== WHAT YOU SHOULD DO ==
Give the number of lines in the listing below that contain the string "clicks". Reply with the number only.

━━ EXERCISE INPUTS

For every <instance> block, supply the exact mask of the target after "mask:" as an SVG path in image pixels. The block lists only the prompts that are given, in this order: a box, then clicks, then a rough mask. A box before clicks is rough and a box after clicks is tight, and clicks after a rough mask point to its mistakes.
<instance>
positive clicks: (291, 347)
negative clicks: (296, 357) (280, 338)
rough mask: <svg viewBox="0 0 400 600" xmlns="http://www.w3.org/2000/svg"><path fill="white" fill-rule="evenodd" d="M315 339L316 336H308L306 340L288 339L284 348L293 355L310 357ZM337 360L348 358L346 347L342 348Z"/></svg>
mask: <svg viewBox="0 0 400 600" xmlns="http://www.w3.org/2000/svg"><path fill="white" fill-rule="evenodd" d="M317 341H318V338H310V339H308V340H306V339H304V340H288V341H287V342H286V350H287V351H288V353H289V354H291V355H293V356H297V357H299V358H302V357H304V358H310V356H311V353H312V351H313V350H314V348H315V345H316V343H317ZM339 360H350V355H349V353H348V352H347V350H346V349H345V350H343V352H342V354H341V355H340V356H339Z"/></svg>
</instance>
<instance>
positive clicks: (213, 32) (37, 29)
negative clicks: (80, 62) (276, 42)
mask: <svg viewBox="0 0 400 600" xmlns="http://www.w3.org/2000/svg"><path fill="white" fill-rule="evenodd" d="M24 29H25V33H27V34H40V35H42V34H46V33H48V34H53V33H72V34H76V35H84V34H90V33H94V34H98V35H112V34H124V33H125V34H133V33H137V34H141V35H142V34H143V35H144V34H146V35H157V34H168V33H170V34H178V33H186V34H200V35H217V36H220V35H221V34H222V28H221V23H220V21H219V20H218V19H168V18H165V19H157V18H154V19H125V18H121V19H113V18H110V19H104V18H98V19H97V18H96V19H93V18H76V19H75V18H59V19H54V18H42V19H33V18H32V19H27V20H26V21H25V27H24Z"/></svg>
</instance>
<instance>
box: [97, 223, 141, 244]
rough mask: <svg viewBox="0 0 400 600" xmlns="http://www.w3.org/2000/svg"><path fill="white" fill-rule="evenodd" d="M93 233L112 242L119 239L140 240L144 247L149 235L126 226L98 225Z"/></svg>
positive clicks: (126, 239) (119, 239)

━━━━

== WRITTEN SOLUTION ==
6